■ Quoted passage
┄┄┄┄┄┄┄┄┄┄┄┄┄┄┄┄┄┄┄┄

Before: Taylor, P.J., and Griffin and White, JJ.
WHITE, J. (concurring in part and dissenting in part).
I concur in the dismissal of plaintiff’s age discrimination claim. Plaintiff did not refute that
defendant reorganized and down-sized its operations in 1991 and 1992.1 Plaintiff therefore had the
burden of presenting evidence that age was a determining factor in defendant’s adverse employment
actions, Matras v Amoco Oil Co, 424 Mich 675, 682-683; 385 NW2d 586 (1986); SJI2d 105.02,
which plaintiff failed to do.2 I also agree that the continuing violations doctrine is inapplicable because
plaintiff failed to show that he would not have known to bring an action based on the stale events,3 as
required by Sumner v Goodyear Tire Rubber & Co, 427 Mich 505, 538; 398 NW2d 368 (1986).4 I
further agree that plaintiff presented insufficient evidence to survive defendant’s motion as to any failure
to promote claim5 and racial harassment claim,6 but conclude that plaintiff’s racial discrimination and
retaliation claims should not have been dismissed.

┄┄┄┄┄┄┄┄┄┄┄┄┄┄┄┄┄┄┄┄

■ Raw data
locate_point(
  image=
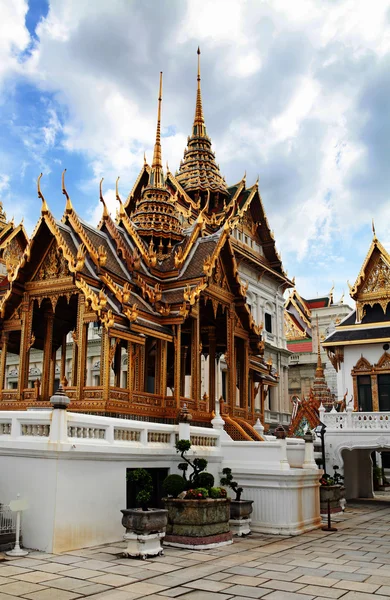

┄┄┄┄┄┄┄┄┄┄┄┄┄┄┄┄┄┄┄┄

■ Directions for this task
Write the next part of the court opinion on the age and race discrimination claims, picking up right after its last sentence.

■ Result for this exercise
I cannot agree that plaintiff failed to identify any act of racial discrimination occurring within the
three-year limitations period The facts viewed in a light most favorable to plaintiff are that plaintiff began
employment with GM in 1965 as an hourly worker at a plant in Flint. He soon after became a salaried
employee and was the first African-American district manager at GM in the 1970s. Plaintiff continued
to work as a manager for almost ten years, until 1977, when he left to purchase a GM auto dealership.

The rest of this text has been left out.